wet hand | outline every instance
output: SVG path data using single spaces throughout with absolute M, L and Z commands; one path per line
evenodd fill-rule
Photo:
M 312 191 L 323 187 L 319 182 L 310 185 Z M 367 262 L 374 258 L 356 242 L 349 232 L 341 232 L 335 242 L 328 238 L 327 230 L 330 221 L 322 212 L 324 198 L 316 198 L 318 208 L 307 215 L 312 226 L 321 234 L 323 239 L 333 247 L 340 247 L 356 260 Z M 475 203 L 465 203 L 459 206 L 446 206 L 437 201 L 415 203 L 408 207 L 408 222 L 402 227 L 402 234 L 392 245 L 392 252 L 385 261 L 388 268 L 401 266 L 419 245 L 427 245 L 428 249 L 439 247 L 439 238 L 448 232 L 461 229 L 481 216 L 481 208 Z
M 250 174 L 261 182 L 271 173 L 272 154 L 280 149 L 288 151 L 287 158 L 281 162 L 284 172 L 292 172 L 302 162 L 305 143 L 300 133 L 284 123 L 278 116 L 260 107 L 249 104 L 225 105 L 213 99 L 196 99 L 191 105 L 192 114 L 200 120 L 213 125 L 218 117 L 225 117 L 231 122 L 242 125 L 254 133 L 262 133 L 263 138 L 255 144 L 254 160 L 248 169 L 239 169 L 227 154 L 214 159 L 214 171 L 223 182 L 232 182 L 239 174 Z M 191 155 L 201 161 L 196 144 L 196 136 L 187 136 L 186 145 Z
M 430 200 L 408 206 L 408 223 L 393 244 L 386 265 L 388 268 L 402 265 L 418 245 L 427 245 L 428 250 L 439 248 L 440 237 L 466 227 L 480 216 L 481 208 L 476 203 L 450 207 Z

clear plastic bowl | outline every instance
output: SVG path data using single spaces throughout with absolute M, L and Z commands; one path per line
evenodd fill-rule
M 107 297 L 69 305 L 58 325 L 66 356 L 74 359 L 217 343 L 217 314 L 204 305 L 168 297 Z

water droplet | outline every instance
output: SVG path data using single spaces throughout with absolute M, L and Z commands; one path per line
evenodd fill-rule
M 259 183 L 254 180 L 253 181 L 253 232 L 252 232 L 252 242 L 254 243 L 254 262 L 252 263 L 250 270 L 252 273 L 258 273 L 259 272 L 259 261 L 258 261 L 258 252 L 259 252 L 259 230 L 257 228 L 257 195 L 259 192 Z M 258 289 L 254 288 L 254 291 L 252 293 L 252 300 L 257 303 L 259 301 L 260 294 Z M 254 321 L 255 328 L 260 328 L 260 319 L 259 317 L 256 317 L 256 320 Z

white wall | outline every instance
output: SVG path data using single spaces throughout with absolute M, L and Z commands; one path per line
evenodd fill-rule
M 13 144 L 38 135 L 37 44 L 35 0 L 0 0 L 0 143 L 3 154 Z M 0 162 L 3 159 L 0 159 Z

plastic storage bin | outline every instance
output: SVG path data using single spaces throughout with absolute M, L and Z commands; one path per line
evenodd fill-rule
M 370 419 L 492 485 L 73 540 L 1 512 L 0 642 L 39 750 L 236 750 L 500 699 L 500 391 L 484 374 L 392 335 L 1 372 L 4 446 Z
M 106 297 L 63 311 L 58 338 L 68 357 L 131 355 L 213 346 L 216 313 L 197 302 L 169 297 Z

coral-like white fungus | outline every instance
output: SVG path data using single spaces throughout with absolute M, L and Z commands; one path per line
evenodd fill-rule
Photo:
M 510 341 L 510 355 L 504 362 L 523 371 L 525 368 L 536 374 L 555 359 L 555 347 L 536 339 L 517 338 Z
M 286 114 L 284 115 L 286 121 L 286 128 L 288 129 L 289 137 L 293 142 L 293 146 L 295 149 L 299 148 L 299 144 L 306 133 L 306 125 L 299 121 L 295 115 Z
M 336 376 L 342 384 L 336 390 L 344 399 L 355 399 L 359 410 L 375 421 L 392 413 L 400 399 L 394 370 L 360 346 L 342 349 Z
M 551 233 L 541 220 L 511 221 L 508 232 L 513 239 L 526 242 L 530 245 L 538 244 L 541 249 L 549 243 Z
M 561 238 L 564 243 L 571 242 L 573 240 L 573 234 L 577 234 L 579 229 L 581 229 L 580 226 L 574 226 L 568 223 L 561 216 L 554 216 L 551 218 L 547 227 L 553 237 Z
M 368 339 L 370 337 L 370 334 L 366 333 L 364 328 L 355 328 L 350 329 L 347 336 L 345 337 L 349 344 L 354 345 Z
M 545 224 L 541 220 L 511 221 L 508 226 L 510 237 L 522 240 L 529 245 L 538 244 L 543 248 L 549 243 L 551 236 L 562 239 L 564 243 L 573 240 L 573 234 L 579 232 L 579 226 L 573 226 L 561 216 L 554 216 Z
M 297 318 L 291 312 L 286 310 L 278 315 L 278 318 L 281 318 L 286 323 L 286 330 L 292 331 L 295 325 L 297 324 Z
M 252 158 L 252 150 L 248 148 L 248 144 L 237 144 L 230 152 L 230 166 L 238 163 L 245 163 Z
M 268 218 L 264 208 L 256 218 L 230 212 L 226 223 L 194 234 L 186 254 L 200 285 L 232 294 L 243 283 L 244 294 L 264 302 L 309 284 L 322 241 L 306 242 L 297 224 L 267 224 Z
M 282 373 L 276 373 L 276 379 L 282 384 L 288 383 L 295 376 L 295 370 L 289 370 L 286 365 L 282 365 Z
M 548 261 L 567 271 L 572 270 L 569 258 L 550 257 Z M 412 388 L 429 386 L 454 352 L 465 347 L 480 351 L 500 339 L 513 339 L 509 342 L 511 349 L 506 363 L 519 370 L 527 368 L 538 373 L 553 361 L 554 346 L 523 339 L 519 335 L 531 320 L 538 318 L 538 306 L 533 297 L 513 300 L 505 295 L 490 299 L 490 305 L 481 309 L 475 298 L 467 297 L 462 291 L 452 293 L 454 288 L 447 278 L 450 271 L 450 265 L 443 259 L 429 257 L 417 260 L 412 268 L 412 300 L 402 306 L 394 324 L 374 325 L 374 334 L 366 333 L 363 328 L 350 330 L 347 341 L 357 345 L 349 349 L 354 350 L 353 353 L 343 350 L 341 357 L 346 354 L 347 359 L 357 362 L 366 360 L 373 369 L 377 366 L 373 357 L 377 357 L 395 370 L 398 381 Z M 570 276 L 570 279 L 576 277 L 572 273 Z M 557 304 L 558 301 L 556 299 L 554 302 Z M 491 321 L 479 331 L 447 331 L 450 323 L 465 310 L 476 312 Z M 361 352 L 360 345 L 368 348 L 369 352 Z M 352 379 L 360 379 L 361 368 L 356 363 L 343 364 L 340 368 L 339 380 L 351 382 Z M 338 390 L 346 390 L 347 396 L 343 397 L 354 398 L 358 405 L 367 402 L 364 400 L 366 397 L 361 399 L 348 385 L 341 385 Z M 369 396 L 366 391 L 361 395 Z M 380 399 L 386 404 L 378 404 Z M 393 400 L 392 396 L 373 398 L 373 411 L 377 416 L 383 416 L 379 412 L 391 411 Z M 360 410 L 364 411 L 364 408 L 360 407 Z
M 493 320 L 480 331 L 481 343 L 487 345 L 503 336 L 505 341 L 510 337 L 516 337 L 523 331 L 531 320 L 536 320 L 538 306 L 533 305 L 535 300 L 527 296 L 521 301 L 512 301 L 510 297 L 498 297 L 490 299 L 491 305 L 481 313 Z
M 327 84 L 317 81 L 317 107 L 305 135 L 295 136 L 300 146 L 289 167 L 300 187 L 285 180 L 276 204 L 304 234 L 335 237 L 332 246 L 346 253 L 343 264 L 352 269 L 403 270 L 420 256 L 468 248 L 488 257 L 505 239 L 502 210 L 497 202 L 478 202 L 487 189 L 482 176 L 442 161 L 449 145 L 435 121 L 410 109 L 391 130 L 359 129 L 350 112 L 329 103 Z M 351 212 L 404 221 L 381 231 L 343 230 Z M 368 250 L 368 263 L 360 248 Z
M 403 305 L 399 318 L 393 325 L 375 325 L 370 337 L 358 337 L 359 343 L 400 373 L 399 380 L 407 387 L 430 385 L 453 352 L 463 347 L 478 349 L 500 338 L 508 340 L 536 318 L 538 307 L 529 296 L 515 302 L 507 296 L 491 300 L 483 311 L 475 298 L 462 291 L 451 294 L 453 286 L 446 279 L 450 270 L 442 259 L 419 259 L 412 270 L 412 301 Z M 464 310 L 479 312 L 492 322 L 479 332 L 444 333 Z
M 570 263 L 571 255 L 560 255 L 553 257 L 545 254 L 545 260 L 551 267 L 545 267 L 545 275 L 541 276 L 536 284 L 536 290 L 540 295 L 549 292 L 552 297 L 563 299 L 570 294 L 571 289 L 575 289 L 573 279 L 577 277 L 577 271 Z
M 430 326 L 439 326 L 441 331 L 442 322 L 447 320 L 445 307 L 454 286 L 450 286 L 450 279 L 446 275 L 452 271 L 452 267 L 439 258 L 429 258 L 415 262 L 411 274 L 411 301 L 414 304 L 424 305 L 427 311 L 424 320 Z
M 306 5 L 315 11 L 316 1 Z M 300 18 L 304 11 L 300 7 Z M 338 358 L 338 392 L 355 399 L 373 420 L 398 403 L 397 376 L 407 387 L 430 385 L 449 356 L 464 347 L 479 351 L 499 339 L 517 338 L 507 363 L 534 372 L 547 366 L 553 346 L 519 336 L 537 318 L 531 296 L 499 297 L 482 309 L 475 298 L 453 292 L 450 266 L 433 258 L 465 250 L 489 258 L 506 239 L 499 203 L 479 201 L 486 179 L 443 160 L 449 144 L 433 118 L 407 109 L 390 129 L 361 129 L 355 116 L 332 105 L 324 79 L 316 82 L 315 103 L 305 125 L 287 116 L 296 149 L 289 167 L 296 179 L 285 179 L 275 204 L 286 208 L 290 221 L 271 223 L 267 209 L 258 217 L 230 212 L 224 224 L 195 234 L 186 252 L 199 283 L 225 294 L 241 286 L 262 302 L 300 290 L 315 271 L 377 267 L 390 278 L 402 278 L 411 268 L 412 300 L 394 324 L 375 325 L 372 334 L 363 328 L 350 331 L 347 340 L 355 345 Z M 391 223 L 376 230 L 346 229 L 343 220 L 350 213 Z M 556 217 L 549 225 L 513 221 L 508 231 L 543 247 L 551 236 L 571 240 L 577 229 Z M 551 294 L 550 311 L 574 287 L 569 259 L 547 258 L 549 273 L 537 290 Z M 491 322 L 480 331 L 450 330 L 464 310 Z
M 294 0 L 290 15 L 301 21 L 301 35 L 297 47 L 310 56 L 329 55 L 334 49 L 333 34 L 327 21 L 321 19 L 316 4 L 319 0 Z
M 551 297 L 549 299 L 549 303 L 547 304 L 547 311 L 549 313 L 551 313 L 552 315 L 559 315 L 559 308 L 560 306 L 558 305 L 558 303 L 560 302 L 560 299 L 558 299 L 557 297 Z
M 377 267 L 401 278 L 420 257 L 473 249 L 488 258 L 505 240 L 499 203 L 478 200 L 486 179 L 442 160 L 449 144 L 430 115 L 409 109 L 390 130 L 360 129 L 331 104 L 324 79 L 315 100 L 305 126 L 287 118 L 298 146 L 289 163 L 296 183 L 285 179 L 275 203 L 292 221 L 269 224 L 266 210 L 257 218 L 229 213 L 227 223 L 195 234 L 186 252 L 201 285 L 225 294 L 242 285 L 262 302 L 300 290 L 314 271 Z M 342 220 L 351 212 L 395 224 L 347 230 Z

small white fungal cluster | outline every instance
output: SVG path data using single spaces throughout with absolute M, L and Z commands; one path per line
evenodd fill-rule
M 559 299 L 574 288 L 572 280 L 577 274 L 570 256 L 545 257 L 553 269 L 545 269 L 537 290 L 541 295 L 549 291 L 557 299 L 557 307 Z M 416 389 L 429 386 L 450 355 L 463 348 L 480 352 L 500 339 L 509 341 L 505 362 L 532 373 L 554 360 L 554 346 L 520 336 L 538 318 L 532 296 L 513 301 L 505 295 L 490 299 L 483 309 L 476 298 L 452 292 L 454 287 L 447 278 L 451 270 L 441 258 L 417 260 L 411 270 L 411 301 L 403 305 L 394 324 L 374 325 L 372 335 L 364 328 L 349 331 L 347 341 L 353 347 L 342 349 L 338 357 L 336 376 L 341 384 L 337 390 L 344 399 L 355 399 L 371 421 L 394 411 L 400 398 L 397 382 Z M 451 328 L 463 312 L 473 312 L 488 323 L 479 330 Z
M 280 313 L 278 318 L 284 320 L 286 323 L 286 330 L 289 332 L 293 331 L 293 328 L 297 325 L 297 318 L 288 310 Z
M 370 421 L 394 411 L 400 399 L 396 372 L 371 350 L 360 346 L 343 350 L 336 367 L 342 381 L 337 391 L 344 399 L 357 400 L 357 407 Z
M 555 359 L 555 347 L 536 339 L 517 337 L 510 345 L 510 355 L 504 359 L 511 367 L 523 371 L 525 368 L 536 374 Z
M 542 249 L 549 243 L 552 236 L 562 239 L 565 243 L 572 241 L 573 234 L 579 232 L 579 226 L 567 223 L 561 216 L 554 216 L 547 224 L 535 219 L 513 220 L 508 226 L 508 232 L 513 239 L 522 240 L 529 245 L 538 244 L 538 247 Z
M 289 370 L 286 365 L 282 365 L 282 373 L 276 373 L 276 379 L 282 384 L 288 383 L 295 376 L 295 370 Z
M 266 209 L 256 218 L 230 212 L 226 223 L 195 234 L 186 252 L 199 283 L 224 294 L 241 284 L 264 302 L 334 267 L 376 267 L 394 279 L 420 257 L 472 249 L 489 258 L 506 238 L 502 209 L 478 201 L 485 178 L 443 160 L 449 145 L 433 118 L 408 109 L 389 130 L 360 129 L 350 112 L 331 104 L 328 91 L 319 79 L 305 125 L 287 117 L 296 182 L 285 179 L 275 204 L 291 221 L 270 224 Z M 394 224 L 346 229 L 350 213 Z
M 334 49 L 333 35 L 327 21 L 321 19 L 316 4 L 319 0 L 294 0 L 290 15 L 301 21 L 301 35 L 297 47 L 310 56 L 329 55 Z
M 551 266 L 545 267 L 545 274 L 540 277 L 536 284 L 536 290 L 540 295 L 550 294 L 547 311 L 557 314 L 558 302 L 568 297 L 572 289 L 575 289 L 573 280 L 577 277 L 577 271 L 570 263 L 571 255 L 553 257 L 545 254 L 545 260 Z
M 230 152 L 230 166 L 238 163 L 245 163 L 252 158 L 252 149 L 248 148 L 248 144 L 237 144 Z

* YOUR TASK *
Working from the entries above, find every line in which the word "plastic" occurs and copy it.

* ANSWER SPACE *
clear plastic bowl | outline every instance
plastic storage bin | outline every instance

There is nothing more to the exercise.